═════ Extracted material
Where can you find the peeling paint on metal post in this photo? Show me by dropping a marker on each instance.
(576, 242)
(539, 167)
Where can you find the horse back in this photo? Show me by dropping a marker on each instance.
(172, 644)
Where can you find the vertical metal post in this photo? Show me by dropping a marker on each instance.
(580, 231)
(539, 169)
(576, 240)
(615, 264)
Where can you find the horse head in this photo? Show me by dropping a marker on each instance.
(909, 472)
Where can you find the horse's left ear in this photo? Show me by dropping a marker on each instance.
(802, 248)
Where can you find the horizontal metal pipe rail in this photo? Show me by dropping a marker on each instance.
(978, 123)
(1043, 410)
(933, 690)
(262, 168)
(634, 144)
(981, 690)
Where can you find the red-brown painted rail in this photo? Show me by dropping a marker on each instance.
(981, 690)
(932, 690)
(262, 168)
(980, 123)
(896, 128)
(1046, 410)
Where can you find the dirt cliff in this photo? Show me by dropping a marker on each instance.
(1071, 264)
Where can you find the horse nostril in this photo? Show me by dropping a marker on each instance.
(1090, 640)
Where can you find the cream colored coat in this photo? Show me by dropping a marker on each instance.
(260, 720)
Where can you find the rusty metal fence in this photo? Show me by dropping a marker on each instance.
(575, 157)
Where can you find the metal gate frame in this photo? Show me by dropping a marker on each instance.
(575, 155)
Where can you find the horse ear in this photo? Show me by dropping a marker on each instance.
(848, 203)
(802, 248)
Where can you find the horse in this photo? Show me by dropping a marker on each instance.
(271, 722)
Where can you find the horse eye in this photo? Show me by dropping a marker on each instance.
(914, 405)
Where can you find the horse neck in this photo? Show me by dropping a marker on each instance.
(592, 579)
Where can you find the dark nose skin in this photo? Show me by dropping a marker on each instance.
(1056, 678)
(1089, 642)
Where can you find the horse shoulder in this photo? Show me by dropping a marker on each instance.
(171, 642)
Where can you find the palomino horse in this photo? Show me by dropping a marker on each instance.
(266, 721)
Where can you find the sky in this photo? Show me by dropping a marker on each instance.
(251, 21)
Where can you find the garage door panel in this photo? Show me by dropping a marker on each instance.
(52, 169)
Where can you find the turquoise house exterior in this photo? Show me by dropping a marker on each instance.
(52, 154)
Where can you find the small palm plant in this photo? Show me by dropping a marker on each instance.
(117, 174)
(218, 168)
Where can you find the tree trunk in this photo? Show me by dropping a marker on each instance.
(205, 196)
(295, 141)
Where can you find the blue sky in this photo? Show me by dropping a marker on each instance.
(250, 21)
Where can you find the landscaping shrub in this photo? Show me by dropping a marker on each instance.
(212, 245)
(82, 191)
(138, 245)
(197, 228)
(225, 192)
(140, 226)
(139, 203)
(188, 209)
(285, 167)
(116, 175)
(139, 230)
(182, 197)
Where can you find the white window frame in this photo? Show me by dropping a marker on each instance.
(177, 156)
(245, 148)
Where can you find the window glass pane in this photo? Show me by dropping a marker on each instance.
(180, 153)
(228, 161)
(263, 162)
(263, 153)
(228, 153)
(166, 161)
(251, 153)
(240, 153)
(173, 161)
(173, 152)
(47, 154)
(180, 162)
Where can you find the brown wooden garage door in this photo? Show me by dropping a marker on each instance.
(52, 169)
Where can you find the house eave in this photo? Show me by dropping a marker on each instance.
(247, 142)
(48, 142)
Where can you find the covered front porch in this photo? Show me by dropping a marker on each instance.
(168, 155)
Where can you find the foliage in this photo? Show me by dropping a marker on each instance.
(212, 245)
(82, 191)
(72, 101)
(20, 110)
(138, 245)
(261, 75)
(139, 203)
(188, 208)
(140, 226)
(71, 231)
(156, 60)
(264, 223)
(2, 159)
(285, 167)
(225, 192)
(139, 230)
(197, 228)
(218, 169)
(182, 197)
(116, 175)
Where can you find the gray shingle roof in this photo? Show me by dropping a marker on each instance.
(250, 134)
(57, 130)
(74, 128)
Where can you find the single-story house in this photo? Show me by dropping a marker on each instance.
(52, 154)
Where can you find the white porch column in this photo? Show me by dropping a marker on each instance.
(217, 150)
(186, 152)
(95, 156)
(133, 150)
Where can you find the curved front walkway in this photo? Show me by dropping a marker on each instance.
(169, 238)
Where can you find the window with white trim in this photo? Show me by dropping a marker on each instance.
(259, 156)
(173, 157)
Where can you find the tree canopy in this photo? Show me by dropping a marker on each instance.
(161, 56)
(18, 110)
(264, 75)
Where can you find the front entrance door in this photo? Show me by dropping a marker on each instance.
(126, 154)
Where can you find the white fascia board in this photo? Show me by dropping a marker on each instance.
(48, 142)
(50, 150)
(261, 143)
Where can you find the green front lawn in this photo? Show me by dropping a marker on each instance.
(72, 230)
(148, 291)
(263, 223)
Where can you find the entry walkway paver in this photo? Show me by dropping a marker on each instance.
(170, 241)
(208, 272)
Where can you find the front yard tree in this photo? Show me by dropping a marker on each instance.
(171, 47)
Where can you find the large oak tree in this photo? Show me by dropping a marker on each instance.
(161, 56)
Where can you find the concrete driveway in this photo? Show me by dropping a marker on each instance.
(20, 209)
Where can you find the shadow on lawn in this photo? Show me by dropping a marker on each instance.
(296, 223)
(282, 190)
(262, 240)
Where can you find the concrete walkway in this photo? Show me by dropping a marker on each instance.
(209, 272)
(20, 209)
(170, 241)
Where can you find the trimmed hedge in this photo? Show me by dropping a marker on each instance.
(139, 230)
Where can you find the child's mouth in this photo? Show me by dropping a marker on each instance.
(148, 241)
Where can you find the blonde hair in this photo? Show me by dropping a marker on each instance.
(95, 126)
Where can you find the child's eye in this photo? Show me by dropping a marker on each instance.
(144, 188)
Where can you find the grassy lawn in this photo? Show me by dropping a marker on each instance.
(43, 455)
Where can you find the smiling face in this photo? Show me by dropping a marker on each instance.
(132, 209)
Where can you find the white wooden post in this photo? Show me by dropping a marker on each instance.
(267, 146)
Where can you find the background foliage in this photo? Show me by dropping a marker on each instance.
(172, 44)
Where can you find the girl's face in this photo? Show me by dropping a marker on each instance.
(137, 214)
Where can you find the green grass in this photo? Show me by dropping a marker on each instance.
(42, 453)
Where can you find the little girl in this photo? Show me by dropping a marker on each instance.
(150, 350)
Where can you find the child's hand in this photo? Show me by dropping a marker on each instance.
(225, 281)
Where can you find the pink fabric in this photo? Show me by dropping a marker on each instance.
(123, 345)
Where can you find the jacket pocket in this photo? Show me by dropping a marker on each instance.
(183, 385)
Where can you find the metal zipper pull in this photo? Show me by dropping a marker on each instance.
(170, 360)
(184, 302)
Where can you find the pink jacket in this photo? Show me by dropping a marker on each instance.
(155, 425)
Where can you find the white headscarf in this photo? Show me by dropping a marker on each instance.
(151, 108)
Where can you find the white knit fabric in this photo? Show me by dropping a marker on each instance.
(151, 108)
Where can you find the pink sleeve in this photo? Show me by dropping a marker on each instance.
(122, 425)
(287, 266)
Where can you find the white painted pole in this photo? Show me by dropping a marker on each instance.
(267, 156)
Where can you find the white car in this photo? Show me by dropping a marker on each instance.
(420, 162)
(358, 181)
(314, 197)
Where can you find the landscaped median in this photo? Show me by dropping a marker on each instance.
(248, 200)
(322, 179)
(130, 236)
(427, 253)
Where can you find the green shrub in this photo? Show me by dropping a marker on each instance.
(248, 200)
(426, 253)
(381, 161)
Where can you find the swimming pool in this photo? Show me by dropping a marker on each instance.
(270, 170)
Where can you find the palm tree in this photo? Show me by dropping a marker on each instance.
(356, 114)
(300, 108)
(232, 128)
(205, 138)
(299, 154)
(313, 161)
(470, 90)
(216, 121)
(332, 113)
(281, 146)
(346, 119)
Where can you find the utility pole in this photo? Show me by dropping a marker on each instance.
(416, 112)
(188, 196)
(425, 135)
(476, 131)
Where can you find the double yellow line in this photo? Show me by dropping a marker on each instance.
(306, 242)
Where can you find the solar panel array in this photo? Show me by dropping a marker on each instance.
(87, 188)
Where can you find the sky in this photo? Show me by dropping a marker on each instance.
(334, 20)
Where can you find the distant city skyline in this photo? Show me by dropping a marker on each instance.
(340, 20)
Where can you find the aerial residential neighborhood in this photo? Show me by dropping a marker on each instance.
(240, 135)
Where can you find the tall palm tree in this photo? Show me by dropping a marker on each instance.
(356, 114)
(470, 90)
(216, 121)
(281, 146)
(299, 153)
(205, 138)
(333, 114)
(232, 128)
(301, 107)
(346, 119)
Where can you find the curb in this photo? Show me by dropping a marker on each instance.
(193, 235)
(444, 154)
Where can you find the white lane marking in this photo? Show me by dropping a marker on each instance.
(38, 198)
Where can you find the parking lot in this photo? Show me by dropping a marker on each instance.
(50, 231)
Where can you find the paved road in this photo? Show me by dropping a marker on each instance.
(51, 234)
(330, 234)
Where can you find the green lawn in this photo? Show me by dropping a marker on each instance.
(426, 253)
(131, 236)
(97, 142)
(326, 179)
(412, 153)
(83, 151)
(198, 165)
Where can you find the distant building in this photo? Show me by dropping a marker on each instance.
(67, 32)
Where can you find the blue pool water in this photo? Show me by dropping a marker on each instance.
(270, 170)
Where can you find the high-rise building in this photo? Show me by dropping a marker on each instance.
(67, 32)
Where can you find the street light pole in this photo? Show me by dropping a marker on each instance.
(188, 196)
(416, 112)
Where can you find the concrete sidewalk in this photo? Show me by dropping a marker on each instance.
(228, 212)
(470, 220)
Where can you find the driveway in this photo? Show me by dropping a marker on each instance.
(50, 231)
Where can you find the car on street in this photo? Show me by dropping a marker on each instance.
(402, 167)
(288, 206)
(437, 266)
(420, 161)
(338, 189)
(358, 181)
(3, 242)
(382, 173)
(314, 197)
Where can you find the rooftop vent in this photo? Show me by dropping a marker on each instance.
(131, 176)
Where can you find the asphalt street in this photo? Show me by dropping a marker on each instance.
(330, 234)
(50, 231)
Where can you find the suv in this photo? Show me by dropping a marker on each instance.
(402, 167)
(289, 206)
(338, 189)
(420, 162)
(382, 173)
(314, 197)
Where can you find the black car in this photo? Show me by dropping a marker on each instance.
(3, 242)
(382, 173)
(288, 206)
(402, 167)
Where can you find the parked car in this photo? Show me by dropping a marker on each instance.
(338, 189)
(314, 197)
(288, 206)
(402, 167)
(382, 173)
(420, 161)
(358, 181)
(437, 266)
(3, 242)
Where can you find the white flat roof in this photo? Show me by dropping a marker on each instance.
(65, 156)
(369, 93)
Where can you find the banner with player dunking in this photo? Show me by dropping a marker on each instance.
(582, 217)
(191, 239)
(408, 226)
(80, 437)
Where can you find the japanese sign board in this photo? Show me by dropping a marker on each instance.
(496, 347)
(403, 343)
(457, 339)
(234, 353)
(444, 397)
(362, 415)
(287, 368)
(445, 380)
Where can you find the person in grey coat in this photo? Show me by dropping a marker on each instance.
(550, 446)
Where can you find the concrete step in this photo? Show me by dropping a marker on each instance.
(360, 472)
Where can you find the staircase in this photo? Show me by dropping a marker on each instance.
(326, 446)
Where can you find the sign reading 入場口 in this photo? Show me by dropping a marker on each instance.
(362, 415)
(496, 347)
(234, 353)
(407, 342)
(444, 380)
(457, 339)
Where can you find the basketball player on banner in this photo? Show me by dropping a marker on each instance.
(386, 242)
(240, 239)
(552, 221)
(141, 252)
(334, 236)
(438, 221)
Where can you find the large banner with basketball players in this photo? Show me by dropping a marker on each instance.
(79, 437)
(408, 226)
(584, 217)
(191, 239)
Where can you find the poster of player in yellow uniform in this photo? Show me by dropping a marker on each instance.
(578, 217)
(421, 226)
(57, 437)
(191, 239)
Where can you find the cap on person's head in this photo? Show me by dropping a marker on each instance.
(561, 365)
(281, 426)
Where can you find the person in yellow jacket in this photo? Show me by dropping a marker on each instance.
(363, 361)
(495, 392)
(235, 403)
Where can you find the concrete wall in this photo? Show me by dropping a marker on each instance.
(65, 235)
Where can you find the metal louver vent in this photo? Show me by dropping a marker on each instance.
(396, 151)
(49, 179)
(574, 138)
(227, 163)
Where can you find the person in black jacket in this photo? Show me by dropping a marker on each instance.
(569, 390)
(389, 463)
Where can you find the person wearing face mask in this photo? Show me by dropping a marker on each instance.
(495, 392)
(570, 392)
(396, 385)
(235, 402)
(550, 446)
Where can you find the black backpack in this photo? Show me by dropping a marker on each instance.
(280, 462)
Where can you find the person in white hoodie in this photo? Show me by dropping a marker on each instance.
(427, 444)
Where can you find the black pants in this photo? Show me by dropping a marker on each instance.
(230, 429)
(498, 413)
══════════
## Prompt
Nothing from before the line containing "Where can you find the person in yellow" should appear; copy that line and each one after it through the last line of the entries, exactly.

## Answer
Where can you find the person in yellow jacket in this photo? Show me by dropping a marker on each instance.
(363, 361)
(495, 392)
(235, 403)
Where can you find the concrete wall in this photo? Show me by dropping a marker on each instance.
(65, 235)
Where can you find the metal louver vent in this photo? Show me by dropping a marker on each instance.
(396, 151)
(49, 179)
(574, 138)
(227, 163)
Where can you find the person in black jacket in this photo? Show me by dropping a marker on each instance.
(569, 390)
(389, 463)
Where can you find the person wearing face mask in this photo? Show me by dropping a marker on each instance.
(495, 392)
(570, 392)
(396, 385)
(235, 402)
(550, 446)
Where can you find the black backpack in this photo? Show me by dropping a marker on each instance.
(280, 462)
Where can you find the person in white hoodie in this photo? Show me by dropping a marker on each instance.
(427, 444)
Where can you find the black pants in this photo? Show me by dropping a marker on each instance.
(230, 429)
(498, 413)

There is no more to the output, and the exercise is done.